PROBLEM -
Can you rewrite the part of the records below that opens with the line containing "For each instance of the second" and runs through the end of the records, keeping both ends and every line, requests included, but with each point coordinate multiplied by 1.45 and rounded to a whole number, halves rounded up? Give only those lines.

[Raw records]
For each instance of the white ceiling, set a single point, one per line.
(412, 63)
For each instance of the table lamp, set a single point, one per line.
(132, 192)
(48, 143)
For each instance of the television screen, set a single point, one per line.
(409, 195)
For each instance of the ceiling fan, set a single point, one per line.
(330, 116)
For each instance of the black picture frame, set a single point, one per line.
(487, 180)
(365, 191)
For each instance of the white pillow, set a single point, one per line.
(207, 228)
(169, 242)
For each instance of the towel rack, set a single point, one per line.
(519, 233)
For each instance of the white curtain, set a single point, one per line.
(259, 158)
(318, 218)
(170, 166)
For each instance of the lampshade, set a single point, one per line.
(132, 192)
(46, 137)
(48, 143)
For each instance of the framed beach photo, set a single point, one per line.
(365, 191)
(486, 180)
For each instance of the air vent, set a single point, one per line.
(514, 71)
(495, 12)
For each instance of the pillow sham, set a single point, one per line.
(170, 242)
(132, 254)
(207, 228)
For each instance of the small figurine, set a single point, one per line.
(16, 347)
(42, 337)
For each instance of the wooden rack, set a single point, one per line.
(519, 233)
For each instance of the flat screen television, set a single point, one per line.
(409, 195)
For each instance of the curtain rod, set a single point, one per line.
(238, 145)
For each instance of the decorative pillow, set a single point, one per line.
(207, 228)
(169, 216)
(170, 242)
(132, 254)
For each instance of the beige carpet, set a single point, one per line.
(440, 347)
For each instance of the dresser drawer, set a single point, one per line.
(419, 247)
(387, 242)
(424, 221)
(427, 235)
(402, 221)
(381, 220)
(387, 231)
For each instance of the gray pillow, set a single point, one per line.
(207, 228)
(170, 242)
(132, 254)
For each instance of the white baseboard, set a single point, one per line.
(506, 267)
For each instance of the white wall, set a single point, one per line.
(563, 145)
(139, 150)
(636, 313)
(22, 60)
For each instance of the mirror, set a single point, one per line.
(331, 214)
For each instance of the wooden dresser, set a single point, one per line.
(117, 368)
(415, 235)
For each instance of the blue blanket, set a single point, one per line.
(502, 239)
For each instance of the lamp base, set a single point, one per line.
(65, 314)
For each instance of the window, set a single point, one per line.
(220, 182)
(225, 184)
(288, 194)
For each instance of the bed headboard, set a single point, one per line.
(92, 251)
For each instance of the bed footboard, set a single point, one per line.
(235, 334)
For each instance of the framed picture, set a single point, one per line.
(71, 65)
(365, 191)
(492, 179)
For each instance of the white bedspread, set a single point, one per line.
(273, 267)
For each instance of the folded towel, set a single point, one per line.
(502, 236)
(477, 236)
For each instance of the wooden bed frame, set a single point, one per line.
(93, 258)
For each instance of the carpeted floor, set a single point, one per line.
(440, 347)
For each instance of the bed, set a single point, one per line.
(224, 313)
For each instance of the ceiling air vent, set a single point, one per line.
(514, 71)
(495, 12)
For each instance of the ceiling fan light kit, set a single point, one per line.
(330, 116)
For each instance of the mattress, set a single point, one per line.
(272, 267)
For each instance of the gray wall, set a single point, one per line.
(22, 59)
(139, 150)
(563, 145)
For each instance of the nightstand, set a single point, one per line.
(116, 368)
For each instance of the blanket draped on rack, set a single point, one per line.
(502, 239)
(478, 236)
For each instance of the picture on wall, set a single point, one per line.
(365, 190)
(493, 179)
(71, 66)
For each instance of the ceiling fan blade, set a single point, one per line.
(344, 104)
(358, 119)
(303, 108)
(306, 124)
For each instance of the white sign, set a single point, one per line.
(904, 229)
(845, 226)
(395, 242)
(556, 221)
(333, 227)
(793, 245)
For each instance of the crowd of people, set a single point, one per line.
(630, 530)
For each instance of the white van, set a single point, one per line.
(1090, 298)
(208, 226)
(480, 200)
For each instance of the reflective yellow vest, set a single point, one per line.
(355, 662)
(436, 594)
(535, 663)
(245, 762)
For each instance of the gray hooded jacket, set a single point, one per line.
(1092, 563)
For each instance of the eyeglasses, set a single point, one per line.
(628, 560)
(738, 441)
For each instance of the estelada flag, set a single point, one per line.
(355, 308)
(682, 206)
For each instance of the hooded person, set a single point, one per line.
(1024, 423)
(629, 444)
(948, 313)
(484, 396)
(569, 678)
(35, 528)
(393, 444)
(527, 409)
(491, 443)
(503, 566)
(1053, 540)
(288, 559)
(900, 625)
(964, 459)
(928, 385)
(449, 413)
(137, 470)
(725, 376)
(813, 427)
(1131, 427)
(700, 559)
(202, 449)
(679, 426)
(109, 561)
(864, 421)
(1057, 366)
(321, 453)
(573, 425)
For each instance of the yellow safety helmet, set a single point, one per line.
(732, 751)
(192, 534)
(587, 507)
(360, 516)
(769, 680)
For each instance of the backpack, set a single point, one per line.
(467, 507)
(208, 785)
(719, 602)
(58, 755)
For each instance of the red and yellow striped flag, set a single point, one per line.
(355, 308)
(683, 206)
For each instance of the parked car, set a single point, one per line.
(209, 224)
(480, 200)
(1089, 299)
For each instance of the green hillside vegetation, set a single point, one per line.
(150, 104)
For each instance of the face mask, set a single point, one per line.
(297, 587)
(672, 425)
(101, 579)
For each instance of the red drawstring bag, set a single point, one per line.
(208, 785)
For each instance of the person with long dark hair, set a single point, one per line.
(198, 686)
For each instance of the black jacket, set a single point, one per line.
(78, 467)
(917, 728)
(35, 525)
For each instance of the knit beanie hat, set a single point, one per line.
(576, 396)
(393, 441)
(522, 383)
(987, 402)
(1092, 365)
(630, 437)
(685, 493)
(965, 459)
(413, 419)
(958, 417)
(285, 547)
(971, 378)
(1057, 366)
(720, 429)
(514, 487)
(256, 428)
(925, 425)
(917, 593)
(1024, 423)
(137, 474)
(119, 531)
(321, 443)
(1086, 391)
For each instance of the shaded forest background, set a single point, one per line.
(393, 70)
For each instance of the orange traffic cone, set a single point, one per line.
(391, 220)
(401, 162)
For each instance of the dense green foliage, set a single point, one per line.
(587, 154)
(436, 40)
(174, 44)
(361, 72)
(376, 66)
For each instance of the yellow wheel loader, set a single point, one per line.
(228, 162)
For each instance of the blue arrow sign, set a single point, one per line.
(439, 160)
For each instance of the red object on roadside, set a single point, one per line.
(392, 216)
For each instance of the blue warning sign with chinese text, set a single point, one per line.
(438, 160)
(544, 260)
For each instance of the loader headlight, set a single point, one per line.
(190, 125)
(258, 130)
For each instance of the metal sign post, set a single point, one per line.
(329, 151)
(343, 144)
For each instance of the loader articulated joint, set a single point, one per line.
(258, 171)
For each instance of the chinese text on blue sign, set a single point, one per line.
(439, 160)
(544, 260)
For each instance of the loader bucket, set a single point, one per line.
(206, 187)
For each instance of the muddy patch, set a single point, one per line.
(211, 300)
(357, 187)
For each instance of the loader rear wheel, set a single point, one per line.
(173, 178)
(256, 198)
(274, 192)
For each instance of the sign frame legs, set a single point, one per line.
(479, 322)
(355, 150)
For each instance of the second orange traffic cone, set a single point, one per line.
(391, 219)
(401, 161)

WRITTEN ANSWER -
For each instance of the second orange traffic cone, set a single point, one per line.
(567, 318)
(581, 233)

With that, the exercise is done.